• Source extract
SOMERSET, NJ - The Baha’is of FRANKLIN TOWNSHIP are preparing to mark the 200th anniversary of the birth of Bahá’u’lláh, the Founder of the Bahá’í Faith, on Oct. 22.
Plans underway include a celebration at the Holiday Inn in Somerset, NJ on Oct. 22 at 11 am.
Bahá’u’lláh (1817-1892) was a spiritual teacher Who announced in 1863 that He was the bearer of a new revelation from God. His teachings have spread around the world, forming the basis of a process of social transformation and community building which is unique in its global scope and the diversity of participants.
The Light of Unity Festival is a celebration of the transformative impact of Bahá’u’lláh’s teachings on the lives of families, neighborhoods, and communities around the country and the world. Bahá’u’lláh’s vision of the oneness of humanity is an antidote to the racial prejudice and materialism that are corroding American society.
The Light of Unity Festival is not an event but a series of activities generated at the grassroots level all around the country, which reinforce Bahá’u’lláh’s vision of the oneness of humanity and empower participants to contribute. Activities will include drama, music, art exhibits, storytelling, service projects, prayer and devotional programs. At the national level, the Bahá’í House of Worship in Wilmette, IL will host a nine-week series of programs beginning in early September on themes applying the principle of the oneness of humanity to contemporary challenges, including environmental justice, race relations, indigenous peoples, human rights, and the harmony of science and religion.

• Data provided

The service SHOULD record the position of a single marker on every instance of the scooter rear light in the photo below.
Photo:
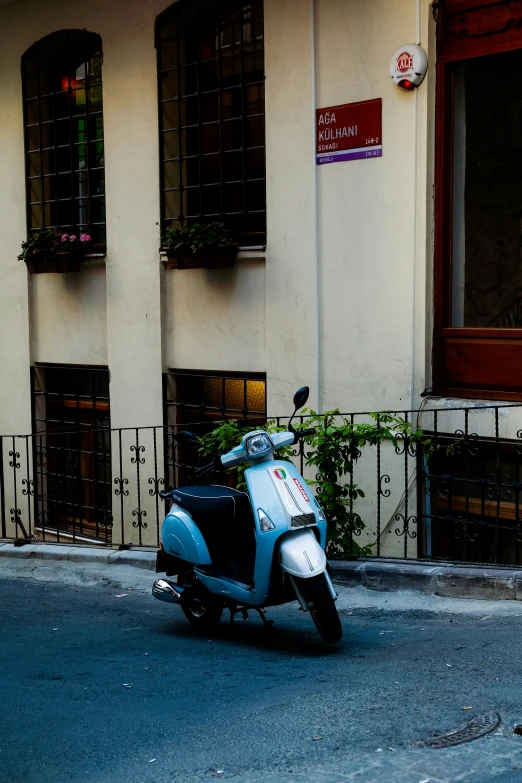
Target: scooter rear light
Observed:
(265, 523)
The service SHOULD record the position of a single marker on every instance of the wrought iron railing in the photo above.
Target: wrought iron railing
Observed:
(452, 493)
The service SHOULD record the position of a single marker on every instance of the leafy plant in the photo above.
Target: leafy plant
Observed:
(196, 236)
(333, 452)
(223, 438)
(53, 241)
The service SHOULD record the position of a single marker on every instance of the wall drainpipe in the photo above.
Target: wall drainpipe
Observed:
(315, 213)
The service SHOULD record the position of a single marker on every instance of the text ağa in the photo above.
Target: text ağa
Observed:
(330, 134)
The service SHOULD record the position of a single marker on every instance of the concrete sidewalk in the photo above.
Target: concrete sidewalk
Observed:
(446, 580)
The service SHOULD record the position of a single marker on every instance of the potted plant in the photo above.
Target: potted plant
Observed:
(52, 250)
(200, 246)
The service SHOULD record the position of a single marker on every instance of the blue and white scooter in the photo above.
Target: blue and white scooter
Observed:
(242, 551)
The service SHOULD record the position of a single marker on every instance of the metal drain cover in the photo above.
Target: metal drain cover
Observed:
(477, 727)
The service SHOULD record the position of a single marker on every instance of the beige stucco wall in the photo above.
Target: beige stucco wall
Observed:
(75, 331)
(215, 319)
(361, 229)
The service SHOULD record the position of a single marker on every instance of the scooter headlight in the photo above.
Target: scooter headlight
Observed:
(265, 523)
(258, 445)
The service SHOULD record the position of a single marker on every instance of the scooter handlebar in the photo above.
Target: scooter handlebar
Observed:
(306, 433)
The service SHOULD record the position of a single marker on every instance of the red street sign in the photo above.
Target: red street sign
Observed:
(349, 132)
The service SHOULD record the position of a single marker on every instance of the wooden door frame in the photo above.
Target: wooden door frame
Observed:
(467, 29)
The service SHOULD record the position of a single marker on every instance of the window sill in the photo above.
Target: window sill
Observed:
(244, 254)
(93, 259)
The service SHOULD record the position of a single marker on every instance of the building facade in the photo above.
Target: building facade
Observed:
(369, 280)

• Prompt 1
Count the lines in the rows that contain the string "scooter", treating uppercase and lowercase as different, and give only the number.
• Prompt 2
Continue the article on the Bahá’u’lláh bicentennial celebration in Franklin Township from where it ends.
The article and the rows are separate, unrelated material.

• Right answer 1
8

• Right answer 2
To learn more and get involved, go to www.bahai.org.
What is the Light of Unity Festival?
The Light of Unity Festival is a celebration of the transformative impact of Bahá’u’lláh’s teachings on the lives of families, neighborhoods and communities around the country and the world. The Light of Unity Festival is not an event but a series of activities generated at the grassroots level all around the country, which reinforce Bahá’u’lláh’s vision of the oneness of humanity and empower participants to contribute. Activities around the world will include drama, music, art exhibits, storytelling, service projects, prayer and devotional programs.
Who is Bahá’u’lláh?
Bahá'u'lláh (1817-1892), whose name means “The Glory of God,” is considered by millions around the world as the Divine Educator for this age, Whose coming was foretold by all of the Divine Messengers of the past. In His writings, Bahá'u'lláh outlines a framework for the development of a global civilization which takes into account both the spiritual and material dimensions of human life. His teachings, centered around the recognition of the oneness of humanity, offer a compelling vision of a future world united in justice, peace, and prosperity.
Bahá'u'lláh’s coming was heralded by the Báb (1819-1850), meaning “the Gate.” The Báb declared His Divine Mission in 1844, which is considered the beginning of the Bahá’í Era--a new cycle of human history and social evolution.
What did Bahá’u’lláh teach?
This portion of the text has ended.